• **Records of labeled points**:
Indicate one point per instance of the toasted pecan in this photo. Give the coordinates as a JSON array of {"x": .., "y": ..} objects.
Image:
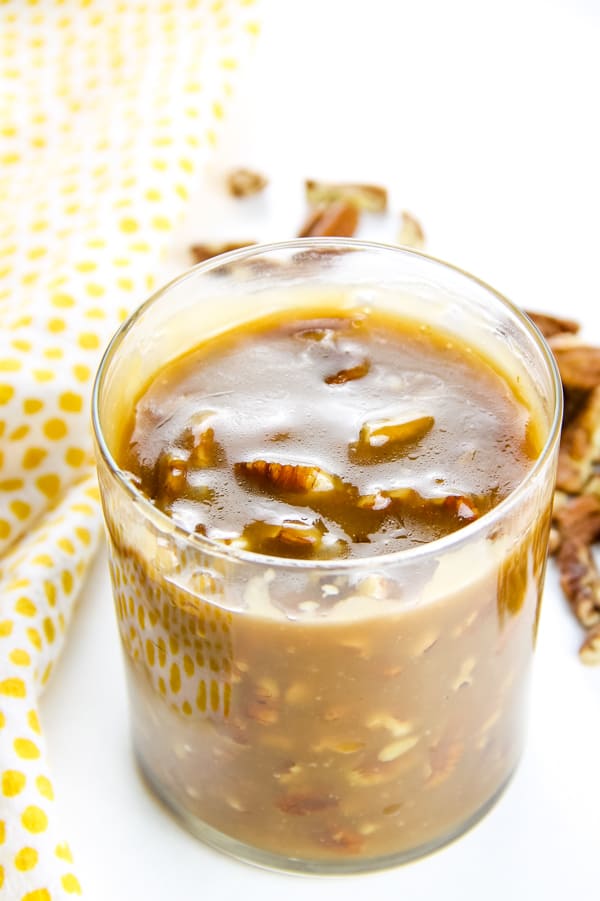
[
  {"x": 578, "y": 364},
  {"x": 338, "y": 219},
  {"x": 285, "y": 477},
  {"x": 578, "y": 522},
  {"x": 245, "y": 182},
  {"x": 372, "y": 198},
  {"x": 589, "y": 652},
  {"x": 580, "y": 446},
  {"x": 351, "y": 374}
]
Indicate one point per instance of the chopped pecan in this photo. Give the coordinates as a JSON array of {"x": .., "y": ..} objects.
[
  {"x": 580, "y": 446},
  {"x": 202, "y": 252},
  {"x": 334, "y": 220},
  {"x": 292, "y": 538},
  {"x": 443, "y": 759},
  {"x": 205, "y": 451},
  {"x": 589, "y": 652},
  {"x": 244, "y": 182},
  {"x": 171, "y": 474},
  {"x": 578, "y": 518},
  {"x": 342, "y": 840},
  {"x": 302, "y": 804},
  {"x": 285, "y": 477},
  {"x": 371, "y": 198},
  {"x": 381, "y": 432},
  {"x": 580, "y": 581},
  {"x": 550, "y": 326},
  {"x": 349, "y": 375},
  {"x": 411, "y": 233},
  {"x": 579, "y": 524},
  {"x": 579, "y": 365}
]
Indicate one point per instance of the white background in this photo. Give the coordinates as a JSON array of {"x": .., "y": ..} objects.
[{"x": 482, "y": 119}]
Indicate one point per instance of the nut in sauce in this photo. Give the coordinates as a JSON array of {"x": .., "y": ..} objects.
[{"x": 330, "y": 714}]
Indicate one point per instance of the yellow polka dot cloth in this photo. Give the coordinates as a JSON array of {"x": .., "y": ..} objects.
[{"x": 107, "y": 111}]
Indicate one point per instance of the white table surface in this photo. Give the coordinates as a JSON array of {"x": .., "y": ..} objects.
[{"x": 482, "y": 120}]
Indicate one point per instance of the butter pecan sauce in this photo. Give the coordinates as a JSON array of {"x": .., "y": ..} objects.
[
  {"x": 333, "y": 435},
  {"x": 328, "y": 437}
]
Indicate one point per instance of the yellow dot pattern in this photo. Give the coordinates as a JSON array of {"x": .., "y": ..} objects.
[{"x": 108, "y": 110}]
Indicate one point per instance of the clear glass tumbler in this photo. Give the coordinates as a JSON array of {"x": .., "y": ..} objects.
[{"x": 386, "y": 714}]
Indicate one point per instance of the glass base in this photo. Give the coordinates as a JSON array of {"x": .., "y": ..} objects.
[{"x": 302, "y": 866}]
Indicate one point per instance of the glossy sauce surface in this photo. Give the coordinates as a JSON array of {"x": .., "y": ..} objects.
[{"x": 328, "y": 435}]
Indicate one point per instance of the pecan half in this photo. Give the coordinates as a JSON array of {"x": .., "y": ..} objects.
[
  {"x": 202, "y": 252},
  {"x": 244, "y": 182},
  {"x": 580, "y": 446},
  {"x": 411, "y": 233},
  {"x": 342, "y": 840},
  {"x": 550, "y": 326},
  {"x": 379, "y": 433},
  {"x": 285, "y": 477},
  {"x": 205, "y": 452},
  {"x": 351, "y": 374},
  {"x": 338, "y": 219},
  {"x": 292, "y": 538},
  {"x": 371, "y": 198}
]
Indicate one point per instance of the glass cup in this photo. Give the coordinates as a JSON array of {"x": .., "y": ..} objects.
[{"x": 327, "y": 716}]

• **Problem statement**:
Arrange the stretch from the line containing "Indicate one point per instance of the glass cup" through the end of the records as a numbered list, leaving out any blank lines.

• **The completed task**:
1. Indicate one point per instance of the glass cup in this photo. Give the coordinates as a JSON array of {"x": .., "y": ..} objects.
2. [{"x": 327, "y": 716}]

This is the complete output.